:: List of tasks ::
1) In the text on risperidone, which tablet strengths of Risperidal are available in that country?
2) Quote the text on risperidone from "I only know" to "not mean causation.".

:: Document text ::

Actually, there is no 5mg tablet of Risperidal in that country (don't know why it didn't strike at the time of writing the post). They have only 1,2,3 and 4mg tablets, and the chart said one tablet BID. So I mixed up the dose. Apologies.
 
I only know of one drug which has fecal incontinence as a side effect and that is Xenical. Risperidone has urinary incontinence and constipation as a side effect. That drug completely cleared the body a long time ago. Just remember correlation does not mean causation.
 
Correlation is not causation.

The family has related the bowel incontinence to the risperidal , but there is no certainty that they were related at all. It is possible that the bowel incontinence would have developed no matter what. Because risperidal was prescribed, and then there was a change in the patient's function, the family assumes that the drug is to blame. The story makes sense to them, so they cling to it.

Was there really no episode of bowel incontinence prior to initiating the drug... none at all? Or is that just how it is remembered, because that makes sense? Maybe it happened exactly as described (not that this definitely implicates the drug as the cause!), or maybe it didn't. But getting the story 3 years after the fact, you have to consider at least the possibility that their memory of the chronology has been affected by the narrative they developed to understand what was going on, and may not be entirely reliable.

The child was only continent of bowel for around 18 months, if that. There was a major stressor in the child's life at the time that he became incontinent (starting school, disrupting the very routines which the family stated had controlled his condition up until that time.) This is a very different situation than if the patient were a neurotypical child who had been continent for years, where the only change in his life and routines were his medication regimen. Then, an association would be clearer.

In this case, it sounds as if the family has decided the drug was to blame, and has managed to convince you as well. I don't blame them. They'd very much like to find that something was a definite cause of the problem, because that would mean that there might be a simple solution. So, I also don't blame you for doing due diligence and investigating as far as possible whether there might be a simple way to help them. But have a little healthy doubt in your own mind. After all, falsely attributing the regression to the drug therapy might not only deprive the child of pharmaceutical support that could be genuinely helpful... but it might be distracting from finding the real cause and an actually effective solution.
 
This child needs to see a pediatric gastroenterologist. Something else is going on here.

This. While it doesn't seem likely, I would have said its possible the risperdal was causing the bowel incontinence, but for 3 years afterward? I just don't see a way the risperdal would have permanently damaged the boys body leaving him permanently bowel incontinent. How verbal is the boy--can he articulate any reason why he doesn't have bowel control? It seems more likely that there is something pyschological going on. Presumably the boy stands up for urination, so maybe he is afraid of sitting down over a hole which is causing his bowel incontinence--possibly when he was younger, he didn't think about the hole, but as he got older and more aware of it and then became afraid of it. This is just one hypothesis, obviously there could be more, so the best bet would be to see what the boy can articulate about his problem. And certain any physical issues should be ruled out, which is why a pediatric gastroenterologist should be consulted.

:: Dataset extract ::
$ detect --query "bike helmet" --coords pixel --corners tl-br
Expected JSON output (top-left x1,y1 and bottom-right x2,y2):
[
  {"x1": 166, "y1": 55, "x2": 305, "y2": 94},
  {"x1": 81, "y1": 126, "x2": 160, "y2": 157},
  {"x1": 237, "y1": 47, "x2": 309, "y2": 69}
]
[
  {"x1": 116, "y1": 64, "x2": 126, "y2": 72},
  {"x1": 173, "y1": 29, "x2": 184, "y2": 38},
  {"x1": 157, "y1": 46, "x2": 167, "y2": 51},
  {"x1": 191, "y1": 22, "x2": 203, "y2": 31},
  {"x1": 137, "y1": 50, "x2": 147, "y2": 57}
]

:: Responses per task ::
1) Only 1, 2, 3 and 4mg tablets.

2)
I only know of one drug which has fecal incontinence as a side effect and that is Xenical. Risperidone has urinary incontinence and constipation as a side effect. That drug completely cleared the body a long time ago. Just remember correlation does not mean causation.